====== SUPPLIED RECORDS

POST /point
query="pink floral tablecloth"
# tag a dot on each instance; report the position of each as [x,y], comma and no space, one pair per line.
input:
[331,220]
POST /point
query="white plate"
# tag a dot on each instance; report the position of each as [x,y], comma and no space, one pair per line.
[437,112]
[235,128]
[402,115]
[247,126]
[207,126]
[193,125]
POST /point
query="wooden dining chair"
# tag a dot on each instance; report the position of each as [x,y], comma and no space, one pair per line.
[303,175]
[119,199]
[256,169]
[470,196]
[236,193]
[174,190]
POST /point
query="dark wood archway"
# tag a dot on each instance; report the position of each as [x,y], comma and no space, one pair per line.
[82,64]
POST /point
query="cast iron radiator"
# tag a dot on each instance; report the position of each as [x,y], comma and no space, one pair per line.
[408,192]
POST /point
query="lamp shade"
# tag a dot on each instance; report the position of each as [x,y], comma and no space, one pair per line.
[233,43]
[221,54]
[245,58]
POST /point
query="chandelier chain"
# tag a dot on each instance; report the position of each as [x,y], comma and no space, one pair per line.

============

* DIRECTION
Give all of the material above as a numbered list, one line per number, with blank lines left out.

* TASK RESPONSE
1. POST /point
2. query="pink floral tablecloth"
3. # tag a dot on each instance; report the position of each as [x,y], comma and no space, one pair per line.
4. input:
5. [331,220]
6. POST /point
7. query="white plate"
8. # tag a dot on each instance; report the position of each as [x,y], comma and no space, one pair per line.
9. [437,112]
10. [235,128]
11. [402,115]
12. [247,126]
13. [207,126]
14. [193,125]
15. POST /point
16. query="wooden dining chair"
17. # tag a dot on each instance; report the position of each as [x,y], comma and no space, one pair per line.
18. [303,175]
19. [119,199]
20. [256,169]
21. [470,196]
22. [236,193]
23. [174,190]
24. POST /point
25. query="dark wood archway"
26. # tag a dot on each instance; report the position of each as [x,y], comma and no space, one pair per line.
27. [82,64]
28. POST /point
29. query="cast iron radiator"
30. # tag a dot on each instance; report the position of each as [x,y], comma and no space, one pair per line.
31. [408,192]
32. POST /point
33. query="lamp shade"
34. # tag a dot on each instance; report the position of each as [x,y], comma and no space, one pair per line.
35. [233,43]
36. [221,54]
37. [245,58]
38. POST /point
39. query="chandelier chain"
40. # tag a dot on each instance; report the position of each as [x,y], comma and no space, one pair per line.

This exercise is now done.